>> Begin Stored rows

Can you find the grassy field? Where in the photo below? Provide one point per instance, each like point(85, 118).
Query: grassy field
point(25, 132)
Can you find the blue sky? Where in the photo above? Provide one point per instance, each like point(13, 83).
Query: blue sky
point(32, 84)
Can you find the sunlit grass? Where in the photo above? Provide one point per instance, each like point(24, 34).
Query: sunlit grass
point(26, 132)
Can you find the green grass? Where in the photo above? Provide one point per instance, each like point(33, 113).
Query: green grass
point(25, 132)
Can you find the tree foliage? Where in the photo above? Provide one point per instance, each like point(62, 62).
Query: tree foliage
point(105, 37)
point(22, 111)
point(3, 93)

>> End Stored rows
>> Begin Stored rows

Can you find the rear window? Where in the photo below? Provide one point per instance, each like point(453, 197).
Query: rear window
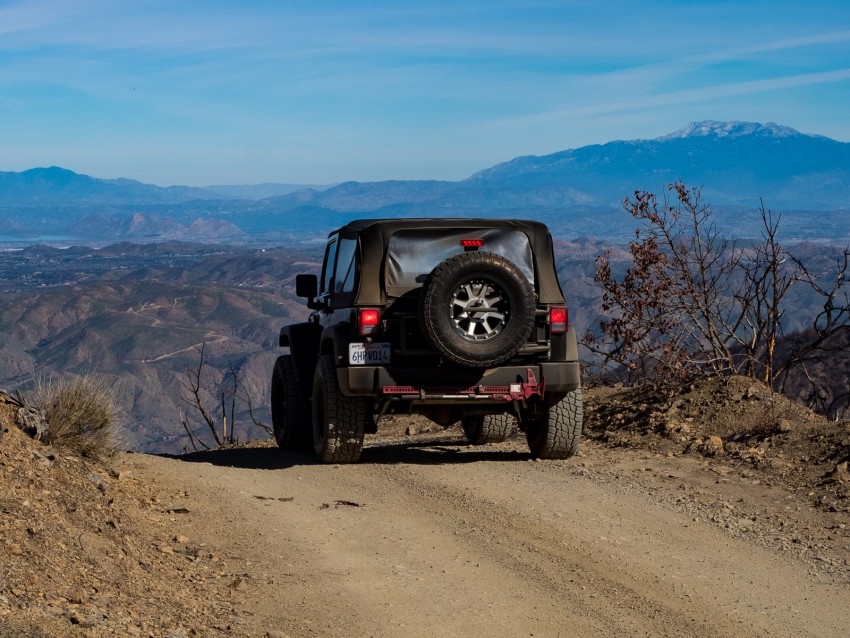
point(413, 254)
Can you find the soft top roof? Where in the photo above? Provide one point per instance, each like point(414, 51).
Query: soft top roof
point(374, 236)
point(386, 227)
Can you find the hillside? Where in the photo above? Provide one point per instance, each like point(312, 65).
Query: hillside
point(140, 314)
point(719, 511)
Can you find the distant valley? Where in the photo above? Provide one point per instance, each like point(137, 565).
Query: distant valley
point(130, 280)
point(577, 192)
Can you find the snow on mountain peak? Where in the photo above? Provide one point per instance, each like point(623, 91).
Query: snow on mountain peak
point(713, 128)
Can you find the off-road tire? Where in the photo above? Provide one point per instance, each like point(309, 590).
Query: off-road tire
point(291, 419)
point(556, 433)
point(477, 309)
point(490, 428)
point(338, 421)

>> End Stored rows

Task » Reproduce word for word the material above, from the line with "Can you find the soft" to the line with "point(338, 421)", including both of those lines.

Written reply »
Can you find the soft top roof? Where in the photo above? Provide one point per instance, each like point(414, 51).
Query: soft top roof
point(374, 236)
point(386, 227)
Can you find the hillside? Where in the photo above? Provide one point per instance, each like point(312, 65).
Query: hillside
point(140, 314)
point(719, 511)
Can you find the distant valley? Where in the photo above? Provide one point per instance, each like point(137, 565).
Query: distant valley
point(130, 280)
point(577, 192)
Can you find the snow on mountain peak? Where in the photo above? Provide one point per instance, each like point(623, 91).
Query: snow on mountain peak
point(713, 128)
Can you find the off-road tire? Where in the photo above? Provide one point per instance, each like point(309, 590).
Query: off-road tire
point(291, 419)
point(556, 433)
point(477, 309)
point(490, 428)
point(338, 421)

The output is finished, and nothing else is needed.